EUROPE

Sorting fact from fiction on Europe’s economic stagnation

Summer 2012

The eurozone may be down, but it’s not out. Howard Davies points to some of the bright spots in the European economy, and sets out possible policy solutions for countries beset by the sovereign debt crisis.

Europe’s growth prospects are clouded by doubts over the integrity of the eurozone. Some economists believe it’s just a matter of time before its peripheral countries begin to be forced out; others think that to be inconceivable. All agree that at least in the short term, a eurozone break-up would be disastrous for jobs and for growth. But because the outcome is unknowable, and depends on politics as much as on economics, let us leave that frightening prospect to one side and look instead at what we know about the underlying performance of the European economy. In short, how competitive is Europe?


Even if we in this way simplify the question it is still not an easy one to answer. One thing we painfully have learned during the ongoing eurozone crisis is that there still isn’t a single European economy. The last decade has witnessed a remarkable divergence in national economic performances. The German economy, together with a few others with similar characteristics like Austria and Finland, has significantly improved its productivity and cost competitiveness. The results can be seen in a growing trade surplus with the rest of the EU, and in Germany’s case with the rest of the world. By contrast, the eurozone’s southern countries have seen their unit labour costs rise more rapidly than the average, and those cost increases are not being offset by higher productivity. So any generalisations about the European economy must immediately be qualified.


We Europeans nevertheless live in a single market, and have done so for two decades, while many of us also share the euro as a single currency. It is therefore meaningful to begin by looking at the aggregate, or at least at what are often called the EU-15, meaning the member countries before the EU’s enlargements of 2004 and 2007 that brought the total to 27. That’s because it can be confusing to include data from transition economies; although eastern and central European economies are rapidly converging with the West, over the last two decades their rapid catch-up after decades of economic isolation risks distorting the picture.


If we compare the EU-15 with the U.S., what do we find? The most obvious point is that GDP per head in Europe is almost 25% lower, which translates into around $11,000 a year. Productivity per head is also lower, but only by about 15%. Furthermore, EU productivity per head, which is the single most important driver of economic performance, had been converging on the U.S. level for 20 years up to 1995, when Europe was only about 5% below the U.S., but in the decade before the eurozone crisis we lost 10 percentage points. The U.S. had achieved a significant productivity boost from the IT revolution, that Europe was unable to match.

There are other data, too, which suggest that contrasting the U.S. and Europe is not wholly unfavourable to the latter. Europe managed to hold its global export market share during that period more effectively than did the U.S. European companies have on average been more successful at maintaining their share of the imports of emerging markets than have those in the United States. Also, though it may seem surprising, Europe’s job creation performance has not been as bad as many think. A McKinsey analysis of new jobs in the U.S. and the EU from 1995 to 2008 suggests that while the U.S. created 20m new jobs, 19m of them were attributable to population growth. The EU-15 created about 24m new jobs during the same period, with only 9m due to rising population. This job creation success wasn’t evenly spread across the European continent, but it did happen and that means that there are now good success models in employment generation within the EU that we can look to for inspiration.

## Data rows
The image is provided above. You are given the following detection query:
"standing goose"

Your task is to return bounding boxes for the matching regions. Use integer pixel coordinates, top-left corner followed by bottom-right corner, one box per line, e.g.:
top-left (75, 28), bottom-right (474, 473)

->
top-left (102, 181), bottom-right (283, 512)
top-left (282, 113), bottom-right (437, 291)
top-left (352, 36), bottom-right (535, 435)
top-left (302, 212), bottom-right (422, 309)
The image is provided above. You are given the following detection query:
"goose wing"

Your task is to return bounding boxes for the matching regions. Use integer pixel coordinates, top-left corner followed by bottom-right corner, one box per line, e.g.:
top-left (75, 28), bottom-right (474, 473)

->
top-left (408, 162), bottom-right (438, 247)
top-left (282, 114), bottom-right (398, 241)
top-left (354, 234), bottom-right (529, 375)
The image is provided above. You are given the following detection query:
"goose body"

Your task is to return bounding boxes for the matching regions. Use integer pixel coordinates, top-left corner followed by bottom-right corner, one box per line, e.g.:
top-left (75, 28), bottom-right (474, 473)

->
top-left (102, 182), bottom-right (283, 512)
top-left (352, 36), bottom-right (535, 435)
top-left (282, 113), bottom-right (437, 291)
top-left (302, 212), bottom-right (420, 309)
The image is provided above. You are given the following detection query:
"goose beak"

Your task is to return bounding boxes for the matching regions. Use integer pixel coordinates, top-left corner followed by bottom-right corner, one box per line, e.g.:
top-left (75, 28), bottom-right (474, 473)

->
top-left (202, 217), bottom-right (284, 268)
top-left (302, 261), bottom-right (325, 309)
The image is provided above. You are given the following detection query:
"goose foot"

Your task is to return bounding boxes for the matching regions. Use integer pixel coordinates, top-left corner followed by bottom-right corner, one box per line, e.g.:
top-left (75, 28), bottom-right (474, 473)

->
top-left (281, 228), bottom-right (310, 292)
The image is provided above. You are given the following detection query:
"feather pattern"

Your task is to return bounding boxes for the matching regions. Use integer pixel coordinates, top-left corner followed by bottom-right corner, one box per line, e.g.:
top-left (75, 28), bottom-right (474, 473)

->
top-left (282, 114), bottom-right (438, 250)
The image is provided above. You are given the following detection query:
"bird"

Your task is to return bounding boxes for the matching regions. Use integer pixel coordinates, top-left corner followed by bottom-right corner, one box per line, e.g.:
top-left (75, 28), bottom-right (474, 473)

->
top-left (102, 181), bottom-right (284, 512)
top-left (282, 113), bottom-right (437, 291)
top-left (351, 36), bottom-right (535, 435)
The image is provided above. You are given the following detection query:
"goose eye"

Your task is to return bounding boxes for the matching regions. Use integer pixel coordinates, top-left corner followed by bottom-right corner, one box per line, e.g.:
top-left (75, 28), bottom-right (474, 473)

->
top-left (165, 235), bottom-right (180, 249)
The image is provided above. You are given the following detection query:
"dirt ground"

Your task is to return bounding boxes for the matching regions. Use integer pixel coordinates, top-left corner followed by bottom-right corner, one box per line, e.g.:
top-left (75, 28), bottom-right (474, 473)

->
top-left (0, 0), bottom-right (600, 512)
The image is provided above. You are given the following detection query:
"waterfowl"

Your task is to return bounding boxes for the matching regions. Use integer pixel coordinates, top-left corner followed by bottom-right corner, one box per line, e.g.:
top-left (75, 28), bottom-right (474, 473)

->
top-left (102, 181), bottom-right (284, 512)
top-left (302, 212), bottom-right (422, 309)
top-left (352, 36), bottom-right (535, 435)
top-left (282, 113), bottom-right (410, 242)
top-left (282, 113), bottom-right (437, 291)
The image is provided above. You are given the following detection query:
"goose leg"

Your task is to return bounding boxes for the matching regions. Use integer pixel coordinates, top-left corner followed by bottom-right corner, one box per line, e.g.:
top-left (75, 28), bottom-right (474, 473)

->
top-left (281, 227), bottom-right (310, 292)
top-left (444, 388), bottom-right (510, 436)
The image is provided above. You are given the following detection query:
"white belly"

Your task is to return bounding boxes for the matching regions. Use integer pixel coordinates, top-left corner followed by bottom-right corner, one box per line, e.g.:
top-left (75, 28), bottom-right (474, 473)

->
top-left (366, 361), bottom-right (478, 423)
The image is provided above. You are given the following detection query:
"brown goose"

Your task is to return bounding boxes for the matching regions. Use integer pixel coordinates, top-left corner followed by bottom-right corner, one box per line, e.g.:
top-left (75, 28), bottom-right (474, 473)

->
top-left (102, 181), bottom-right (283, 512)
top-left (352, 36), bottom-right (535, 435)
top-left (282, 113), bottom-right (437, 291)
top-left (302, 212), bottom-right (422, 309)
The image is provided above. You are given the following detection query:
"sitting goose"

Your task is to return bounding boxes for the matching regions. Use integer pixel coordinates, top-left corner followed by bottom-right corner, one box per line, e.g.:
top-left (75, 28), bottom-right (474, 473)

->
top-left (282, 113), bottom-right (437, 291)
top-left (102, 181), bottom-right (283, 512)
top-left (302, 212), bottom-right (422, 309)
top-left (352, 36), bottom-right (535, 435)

## To be done
1: Please translate this sentence from the article on Europe's economic stagnation into Spanish: "Productivity per head is also lower, but only by about 15%."
2: According to the article on Europe's economic stagnation, how many new jobs did the EU-15 create between 1995 and 2008?

## Replies
1: La productividad por habitante también es menor, pero solo en un 15 % aproximadamente.

2: About 24 million.